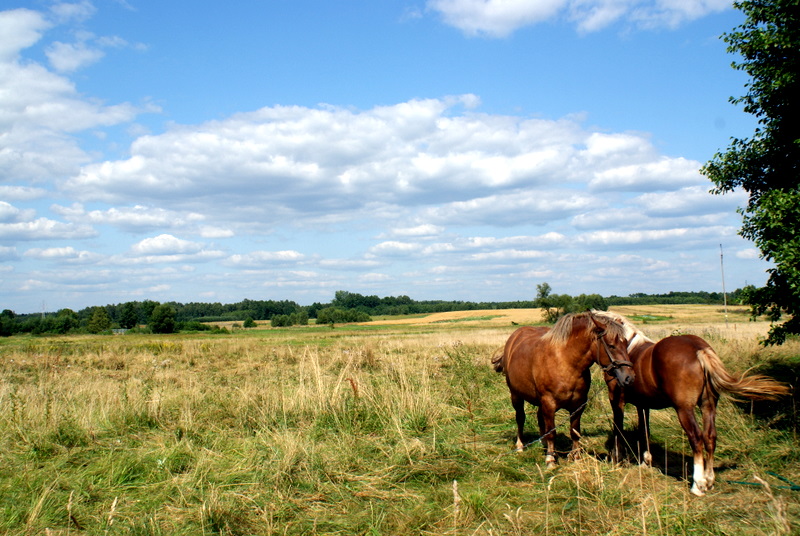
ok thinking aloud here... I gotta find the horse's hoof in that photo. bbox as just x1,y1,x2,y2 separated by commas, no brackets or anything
643,452,653,466
690,483,706,497
545,454,557,470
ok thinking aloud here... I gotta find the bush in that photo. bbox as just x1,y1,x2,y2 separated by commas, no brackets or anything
149,304,176,334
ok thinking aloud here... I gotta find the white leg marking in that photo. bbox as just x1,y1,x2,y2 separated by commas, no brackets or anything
690,459,707,496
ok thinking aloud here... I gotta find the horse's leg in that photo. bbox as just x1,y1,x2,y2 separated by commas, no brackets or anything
568,403,585,461
608,384,625,463
538,401,558,469
675,407,708,496
511,394,526,452
637,407,652,466
700,394,718,490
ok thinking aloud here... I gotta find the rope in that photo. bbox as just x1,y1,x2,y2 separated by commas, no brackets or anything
723,471,800,492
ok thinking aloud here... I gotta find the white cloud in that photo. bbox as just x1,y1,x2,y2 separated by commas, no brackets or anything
0,245,19,261
130,234,205,255
0,186,49,201
0,7,156,185
382,224,444,238
49,1,96,24
0,216,96,241
24,246,103,264
46,40,105,72
0,8,50,61
428,0,567,38
359,272,392,283
427,0,732,36
227,250,305,267
735,248,761,260
53,204,207,232
0,201,35,223
199,226,235,239
589,157,702,191
368,241,422,256
575,225,733,248
635,185,745,216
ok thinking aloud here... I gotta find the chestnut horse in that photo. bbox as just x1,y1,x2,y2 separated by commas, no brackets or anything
596,312,790,496
492,312,634,468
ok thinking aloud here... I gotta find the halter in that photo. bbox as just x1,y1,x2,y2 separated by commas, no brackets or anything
595,329,634,373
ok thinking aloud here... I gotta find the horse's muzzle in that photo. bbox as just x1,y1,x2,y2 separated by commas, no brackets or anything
614,366,635,386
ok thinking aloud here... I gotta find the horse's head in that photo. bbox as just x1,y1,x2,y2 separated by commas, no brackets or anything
588,312,635,386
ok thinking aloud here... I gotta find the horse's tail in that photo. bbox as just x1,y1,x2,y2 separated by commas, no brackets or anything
697,346,791,401
491,346,505,373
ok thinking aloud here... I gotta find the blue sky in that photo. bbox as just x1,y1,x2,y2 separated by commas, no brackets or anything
1,0,768,313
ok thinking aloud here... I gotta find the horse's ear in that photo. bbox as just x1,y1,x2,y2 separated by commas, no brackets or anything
588,311,606,332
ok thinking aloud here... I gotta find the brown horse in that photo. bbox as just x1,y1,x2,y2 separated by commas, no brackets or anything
492,312,634,468
596,312,791,496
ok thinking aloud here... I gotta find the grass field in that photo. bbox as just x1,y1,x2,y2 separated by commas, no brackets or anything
0,305,798,535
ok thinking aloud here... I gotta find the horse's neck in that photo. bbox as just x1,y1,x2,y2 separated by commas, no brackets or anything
627,330,654,358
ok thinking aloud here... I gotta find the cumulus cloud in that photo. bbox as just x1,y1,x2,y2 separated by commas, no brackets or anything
131,234,205,255
0,7,155,185
427,0,732,37
227,250,306,267
65,98,687,232
0,8,50,61
46,40,105,72
0,215,96,241
52,204,206,232
0,186,49,201
24,246,103,264
0,245,19,261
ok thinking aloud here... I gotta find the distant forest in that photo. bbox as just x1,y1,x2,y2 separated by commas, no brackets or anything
0,288,745,336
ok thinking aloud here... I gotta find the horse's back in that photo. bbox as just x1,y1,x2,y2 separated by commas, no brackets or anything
647,335,709,407
503,326,548,370
502,326,550,401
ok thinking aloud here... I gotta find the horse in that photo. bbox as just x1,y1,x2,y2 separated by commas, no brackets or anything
595,311,791,496
492,311,635,468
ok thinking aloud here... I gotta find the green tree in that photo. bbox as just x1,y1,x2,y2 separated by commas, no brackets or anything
0,309,15,337
575,293,608,312
243,317,257,328
54,308,80,334
120,302,139,329
149,304,176,334
87,307,112,334
701,0,800,344
270,314,290,327
534,282,575,323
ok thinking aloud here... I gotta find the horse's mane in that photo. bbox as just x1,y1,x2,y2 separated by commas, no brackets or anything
543,311,628,346
591,311,654,351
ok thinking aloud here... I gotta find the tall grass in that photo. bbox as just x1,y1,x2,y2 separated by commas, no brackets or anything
0,320,797,535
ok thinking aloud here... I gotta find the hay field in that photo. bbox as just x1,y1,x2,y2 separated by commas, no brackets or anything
369,304,770,341
0,304,797,535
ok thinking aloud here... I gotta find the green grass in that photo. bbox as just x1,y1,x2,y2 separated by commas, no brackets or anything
630,314,674,323
431,315,504,323
0,318,798,535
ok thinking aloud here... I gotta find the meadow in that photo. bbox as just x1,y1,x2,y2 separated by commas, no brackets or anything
0,305,798,535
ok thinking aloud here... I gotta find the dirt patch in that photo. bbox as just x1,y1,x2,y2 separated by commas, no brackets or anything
367,309,545,326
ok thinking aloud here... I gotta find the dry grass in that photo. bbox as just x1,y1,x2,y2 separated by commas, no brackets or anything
0,306,797,535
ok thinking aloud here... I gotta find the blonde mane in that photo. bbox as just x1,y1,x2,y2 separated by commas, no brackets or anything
543,311,627,346
591,311,654,351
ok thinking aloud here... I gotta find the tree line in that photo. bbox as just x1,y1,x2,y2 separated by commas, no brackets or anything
0,286,745,337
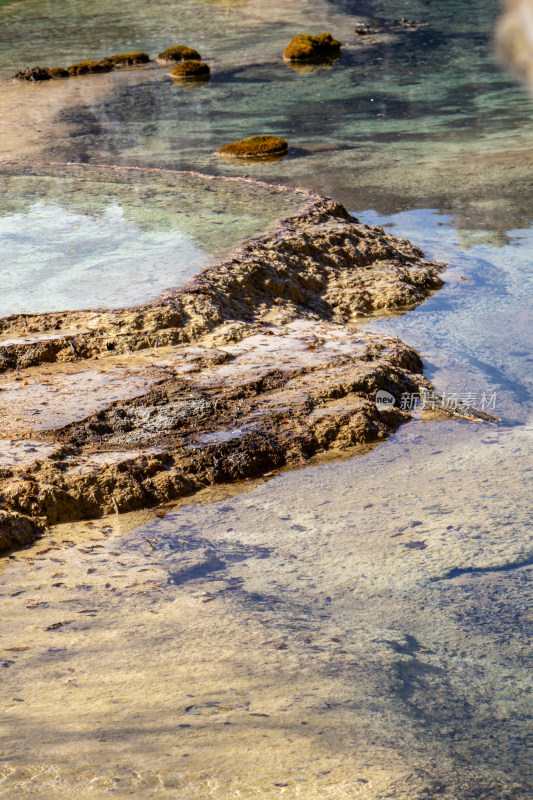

|---|

■ What is expected:
Be exact. Write out all the entries and omit the pictures.

■ Solution for this task:
ok thinking aloud here... I gotta find the horse's hoof in that photo. bbox as just x1,y1,x2,y2 separated by commas, no brackets or anything
643,452,653,466
690,483,706,497
545,454,557,470
ok thinking aloud here... I gotta find the bush in that photo. bbox as just x1,y1,x2,y2 separated by commas, no brackets or anything
149,304,176,334
ok thinking aloud here... I gotta find the white leg marking in that photo. bbox as just x1,y1,x2,y2 separated by commas, no brackets or anything
690,459,707,496
ok thinking aloud here... I gotta find the horse's leg in that photo. bbox as just x1,y1,x2,y2 separated by commas, no brackets or anything
568,403,585,461
608,384,625,463
538,401,558,469
675,407,708,496
511,394,526,452
637,407,652,466
700,394,718,490
ok thinking aloud here... I gotta find the rope in that photo. bbox as just x1,y1,x2,y2 separated by commas, no brackets or anything
723,471,800,492
ok thinking aloud here... I gotta find the white cloud in that photo. bbox as just x1,y1,x2,y2 separated by commas, no brackets or anything
0,245,19,261
130,234,205,255
0,186,49,201
0,7,156,185
382,224,444,238
49,1,96,24
0,216,96,241
24,246,103,264
46,40,105,72
0,8,50,61
428,0,567,38
359,272,392,283
427,0,732,36
227,250,305,267
735,248,761,260
53,204,207,232
0,201,35,223
199,226,235,239
589,157,702,191
368,241,422,256
575,225,733,248
635,185,745,216
ok thinking aloud here... I gotta find the chestnut horse in that photo. bbox as just x1,y1,x2,y2 separated by commas, no brackets or anything
596,312,790,496
492,312,634,468
ok thinking aloud here... I gotta find the halter in that photo. bbox as just x1,y1,x2,y2 separated by commas, no brackets or anything
595,329,634,373
ok thinking aloud here... I gotta find the horse's muzzle in that photo. bbox as just x1,y1,x2,y2 separated by commas, no brackets or anything
614,366,635,386
ok thinking aloud here... I gotta find the horse's head in that photo. bbox as just x1,y1,x2,y2 separated by commas, no brackets or anything
588,312,635,386
ok thinking aloud here... I gotta find the horse's tail in that photo. bbox as just x1,y1,x2,y2 separated by commas, no brackets or anything
697,346,791,401
491,346,505,373
ok thinking aloud here... I gotta find the blue sky in that photo. bbox as just x1,y1,x2,y2 separated by commas, no brackets or anything
1,0,768,313
ok thinking aloud here... I gotta find the horse's ear in that photo. bbox as just x1,y1,x2,y2 separated by commas, no brackets or anything
588,311,606,332
ok thinking aloud here... I gotta find the brown horse in that photo. bbox as just x1,y1,x2,y2 separated by commas, no brackets or anything
492,312,634,468
596,312,791,496
ok thinking aloud here... I gotta find the grass field in that photo. bbox as just x1,y1,x2,y2 separated by commas, no brackets or anything
0,305,798,535
ok thinking aloud here... I gotta find the horse's neck in that photo. bbox as just x1,y1,x2,y2 separated by commas, no brackets or anything
627,330,654,358
ok thinking aloud here... I gotta find the cumulus cloud in that photo. bbox as just x1,y1,x2,y2 separated by commas, no brackets or anything
131,234,205,255
0,7,155,185
427,0,732,37
227,250,306,267
65,98,687,232
0,8,50,61
46,40,105,72
0,215,96,241
52,204,206,232
0,186,49,201
24,246,103,264
0,245,19,261
ok thinking aloud here... I gotta find the distant forest in that photo. bbox as just x1,y1,x2,y2 separated by commas, no brackets or anything
0,288,745,336
ok thinking aloud here... I gotta find the horse's back in that photo. bbox as just x1,y1,x2,y2 separated by commas, no brackets or anything
647,335,709,407
503,326,548,370
502,326,550,401
ok thinking aloud here... I gotta find the horse in that photo. bbox as just x1,y1,x2,y2 separated by commas, no brackets or anything
595,311,791,496
492,311,635,468
ok thinking aloud here... I gotta find the green tree in that photo. bbox as just x1,y1,x2,y2 separated by commas, no brackets or anything
0,309,15,337
575,293,608,312
243,317,257,328
54,308,80,334
120,302,139,329
149,304,176,334
87,307,112,334
701,0,800,344
270,314,290,327
534,282,575,323
ok thinking aloud here... I gotta find the horse's mane in that photo. bbox as just x1,y1,x2,y2 separated by commas, no brackets or anything
543,311,628,346
591,311,654,351
ok thinking aloud here... I gotta find the tall grass in that photo. bbox as just x1,y1,x2,y2 separated by commas, no brackets or anything
0,320,797,535
ok thinking aloud here... I gotta find the hay field in that photo. bbox as just x1,y1,x2,y2 separated by commas, no brackets or anything
369,304,770,341
0,304,797,535
ok thinking aloud here... I gotta find the green grass in that photo. bbox as just x1,y1,x2,y2 separated by commas, no brackets or anything
630,314,674,323
431,315,504,323
0,318,798,535
ok thinking aloud here... I gotta find the meadow in that photo. bbox as just x1,y1,x2,y2 separated by commas, no brackets or anything
0,305,798,535
ok thinking aloud here... I gotta find the dirt patch in that photo. bbox as just x1,y1,x2,y2 separated by commas, no brackets or anything
367,309,545,326
ok thinking aloud here... I gotta find the dry grass in that photo. bbox as just x1,y1,x2,y2 separated by commas, no brackets or anything
0,306,797,535
ok thinking aloud here... I gotta find the blonde mane in that photo. bbox as just x1,y1,x2,y2 separated by commas, no brackets or anything
543,311,627,346
591,311,654,351
ok thinking aloud here... I gotta find the tree line in that photo. bbox as just x1,y1,x2,y2 separated by commas, no brackets or anything
0,286,745,337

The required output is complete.